What is needed =>
Retype the listing that follows, exactly as written.

Supplied records =>
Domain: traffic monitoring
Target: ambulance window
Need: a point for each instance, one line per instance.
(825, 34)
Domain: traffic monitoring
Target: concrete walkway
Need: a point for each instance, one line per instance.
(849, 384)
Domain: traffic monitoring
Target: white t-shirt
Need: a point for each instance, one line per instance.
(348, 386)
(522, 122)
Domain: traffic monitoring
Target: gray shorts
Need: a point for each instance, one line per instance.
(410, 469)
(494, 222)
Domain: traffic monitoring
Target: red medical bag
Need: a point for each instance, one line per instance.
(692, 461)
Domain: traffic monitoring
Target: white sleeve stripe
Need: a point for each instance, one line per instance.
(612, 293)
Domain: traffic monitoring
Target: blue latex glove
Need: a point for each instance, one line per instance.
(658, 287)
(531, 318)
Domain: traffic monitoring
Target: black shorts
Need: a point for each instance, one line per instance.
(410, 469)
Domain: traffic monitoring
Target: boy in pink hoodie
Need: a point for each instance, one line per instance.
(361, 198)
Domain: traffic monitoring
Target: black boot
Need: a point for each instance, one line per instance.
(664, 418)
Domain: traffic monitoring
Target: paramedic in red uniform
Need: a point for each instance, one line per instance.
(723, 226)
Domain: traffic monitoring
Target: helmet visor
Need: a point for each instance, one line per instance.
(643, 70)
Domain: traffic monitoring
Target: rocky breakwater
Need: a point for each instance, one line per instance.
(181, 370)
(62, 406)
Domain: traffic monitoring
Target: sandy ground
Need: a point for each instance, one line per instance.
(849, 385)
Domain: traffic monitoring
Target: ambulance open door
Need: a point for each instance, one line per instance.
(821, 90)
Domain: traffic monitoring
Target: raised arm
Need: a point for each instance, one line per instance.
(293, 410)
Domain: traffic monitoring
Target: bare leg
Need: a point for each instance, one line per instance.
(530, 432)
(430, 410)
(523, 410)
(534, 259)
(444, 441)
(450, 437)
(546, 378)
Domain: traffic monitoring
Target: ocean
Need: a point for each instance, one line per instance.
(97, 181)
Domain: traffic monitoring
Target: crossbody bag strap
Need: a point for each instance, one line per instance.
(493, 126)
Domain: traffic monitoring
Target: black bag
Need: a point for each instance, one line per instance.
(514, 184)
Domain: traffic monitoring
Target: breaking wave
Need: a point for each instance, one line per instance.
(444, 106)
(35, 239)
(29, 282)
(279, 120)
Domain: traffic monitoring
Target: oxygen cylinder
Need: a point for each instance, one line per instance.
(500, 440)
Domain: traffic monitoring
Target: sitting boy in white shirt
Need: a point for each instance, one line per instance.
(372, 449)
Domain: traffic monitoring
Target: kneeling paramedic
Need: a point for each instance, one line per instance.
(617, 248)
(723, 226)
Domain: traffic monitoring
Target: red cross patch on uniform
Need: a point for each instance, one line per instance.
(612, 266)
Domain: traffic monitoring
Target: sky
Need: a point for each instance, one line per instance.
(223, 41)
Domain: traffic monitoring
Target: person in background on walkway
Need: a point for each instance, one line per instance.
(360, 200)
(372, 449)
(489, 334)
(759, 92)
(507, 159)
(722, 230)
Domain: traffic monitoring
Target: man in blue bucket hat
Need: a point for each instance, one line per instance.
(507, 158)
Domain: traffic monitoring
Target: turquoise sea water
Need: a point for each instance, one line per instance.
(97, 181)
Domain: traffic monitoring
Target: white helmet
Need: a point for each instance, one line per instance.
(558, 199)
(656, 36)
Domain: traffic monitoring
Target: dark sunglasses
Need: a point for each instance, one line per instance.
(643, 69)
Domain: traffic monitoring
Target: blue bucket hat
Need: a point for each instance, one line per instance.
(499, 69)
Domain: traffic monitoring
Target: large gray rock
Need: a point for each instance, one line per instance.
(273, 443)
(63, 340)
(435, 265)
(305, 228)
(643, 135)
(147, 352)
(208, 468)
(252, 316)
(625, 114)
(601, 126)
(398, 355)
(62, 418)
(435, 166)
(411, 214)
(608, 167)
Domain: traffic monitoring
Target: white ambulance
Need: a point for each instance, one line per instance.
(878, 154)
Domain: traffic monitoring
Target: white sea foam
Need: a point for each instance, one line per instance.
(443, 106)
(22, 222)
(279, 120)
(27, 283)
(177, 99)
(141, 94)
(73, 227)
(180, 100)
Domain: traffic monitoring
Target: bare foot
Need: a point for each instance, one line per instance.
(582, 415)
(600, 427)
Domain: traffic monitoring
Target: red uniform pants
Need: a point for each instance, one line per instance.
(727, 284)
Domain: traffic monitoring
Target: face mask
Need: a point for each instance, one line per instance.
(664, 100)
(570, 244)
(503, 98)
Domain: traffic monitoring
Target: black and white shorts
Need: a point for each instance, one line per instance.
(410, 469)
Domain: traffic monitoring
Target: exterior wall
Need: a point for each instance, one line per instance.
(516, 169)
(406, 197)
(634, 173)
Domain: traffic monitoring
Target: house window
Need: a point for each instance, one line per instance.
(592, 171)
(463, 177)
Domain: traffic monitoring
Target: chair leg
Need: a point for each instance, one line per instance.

Solution to the problem =>
Domain: traffic monitoring
Target: ambulance window
Need: a point for each instance, one line per instance.
(825, 34)
Domain: traffic monitoring
Target: concrete walkway
Need: a point for each instance, one line per instance.
(849, 384)
Domain: traffic monitoring
Target: white t-shirt
Need: a point for each instance, one line per instance.
(348, 386)
(522, 122)
Domain: traffic monitoring
Target: gray shorts
Need: a point for each instance, one line per instance.
(410, 469)
(494, 222)
Domain: traffic monitoring
Target: red medical bag
Need: a point for each instance, one line per instance.
(692, 461)
Domain: traffic monitoring
Target: white sleeve stripe
Need: a point for each instance, one line per instance.
(612, 293)
Domain: traffic monitoring
Target: blue latex glove
Need: a point for each instance, one line per instance.
(658, 287)
(531, 318)
Domain: traffic monitoring
Target: black shorts
Need: a point for each instance, one line per instance.
(410, 469)
Domain: traffic monitoring
Target: boy in pink hoodie
Need: a point for each instance, one line per instance.
(361, 198)
Domain: traffic monitoring
Target: black boot
Need: a point for each instance, one line per instance.
(664, 418)
Domain: traffic monitoring
Target: paramedic in red uniform
Need: a point for each instance, one line per instance.
(723, 226)
Domain: traffic monitoring
Target: helmet visor
Need: a point for each instance, one line per instance.
(643, 70)
Domain: traffic monitoring
Target: rocky breakwater
Need: a point for each instance, one line per instance.
(181, 370)
(62, 406)
Domain: traffic monitoring
Target: sandy ground
Need: a point for each instance, one line per instance.
(849, 385)
Domain: traffic monitoring
Target: ambulance open door
Need: a point for each instance, one line per instance.
(821, 90)
Domain: traffic monitoring
Target: raised arm
Need: a point for each instance, one line per instance.
(293, 410)
Domain: traffic monitoring
Target: bare leg
Need: a point for each instance, one line per instance.
(530, 432)
(430, 410)
(523, 410)
(534, 259)
(444, 441)
(450, 437)
(546, 378)
Domain: traffic monitoring
Target: ocean
Need: a point for each instance, one line per instance.
(97, 181)
Domain: traffic monitoring
Target: crossbody bag strap
Need: a point for each instance, one line per instance.
(493, 126)
Domain: traffic monitoring
Target: black bag
Need: a point for each instance, one line per instance.
(514, 184)
Domain: traffic monitoring
Target: breaking wave
Need: a point for each instance, one line per instance.
(444, 106)
(35, 239)
(29, 282)
(279, 120)
Domain: traffic monitoring
Target: oxygen cylinder
Need: a point for each instance, one line per instance.
(500, 440)
Domain: traffic monitoring
Target: sitting boy in white shirt
Need: a point for each instance, one line per instance.
(372, 449)
Domain: traffic monitoring
Target: kneeling paramedic
Need: a point for each instance, one line per instance.
(617, 248)
(723, 226)
Domain: traffic monitoring
Target: red cross patch on uniform
Need: a point for each instance, one line per instance.
(612, 266)
Domain: traffic monitoring
Target: sky
Need: a point for each instance, one line per instance.
(223, 41)
Domain: traffic monitoring
Target: person in background on walkway
Need: a point for each instance, one line per instance.
(360, 200)
(372, 449)
(489, 334)
(759, 92)
(507, 159)
(722, 230)
Domain: traffic monitoring
Target: man in blue bucket hat
Need: a point for each instance, one line per instance.
(507, 158)
Domain: traffic monitoring
Target: turquoise sea water
Need: a point for each instance, one line per instance.
(97, 181)
Domain: traffic monitoring
Target: white helmet
Need: a point for each instance, one line per instance.
(558, 199)
(656, 36)
Domain: traffic monitoring
Target: dark sunglasses
Need: a point for each instance, one line per instance.
(643, 69)
Domain: traffic monitoring
Target: blue bucket hat
Need: a point for each instance, one line per instance.
(499, 69)
Domain: traffic monitoring
Target: large gray rock
Need: a point for each instance, one line per instance.
(273, 443)
(63, 340)
(435, 265)
(305, 228)
(643, 135)
(147, 352)
(208, 468)
(252, 316)
(625, 114)
(601, 126)
(398, 355)
(62, 418)
(435, 166)
(411, 214)
(608, 167)
Domain: traffic monitoring
Target: white ambulance
Need: a point for each instance, one line per instance.
(878, 154)
Domain: traffic monitoring
Target: white sea foam
Need: a point for each instance, one line per instance.
(443, 106)
(22, 222)
(279, 120)
(27, 283)
(177, 99)
(141, 94)
(73, 227)
(180, 100)
Domain: traffic monitoring
Target: bare foot
Need: a point for each instance, one line per instance.
(582, 415)
(600, 427)
Domain: traffic monitoring
Target: red uniform pants
Need: a point for each instance, one line per instance.
(727, 284)
Domain: traffic monitoring
Target: face mask
Need: a point for each instance, one line per instance.
(664, 100)
(570, 244)
(503, 98)
Domain: traffic monitoring
Target: black and white shorts
Need: a point for each instance, one line per instance.
(410, 469)
Domain: traffic monitoring
Target: exterior wall
Need: a point for each instance, one line per instance.
(516, 169)
(406, 197)
(634, 173)
Domain: traffic monitoring
Target: house window
Need: a point for each instance, one line per instance.
(592, 171)
(463, 177)
Domain: traffic monitoring
Target: chair leg
Need: a point for each instance, one line per instance.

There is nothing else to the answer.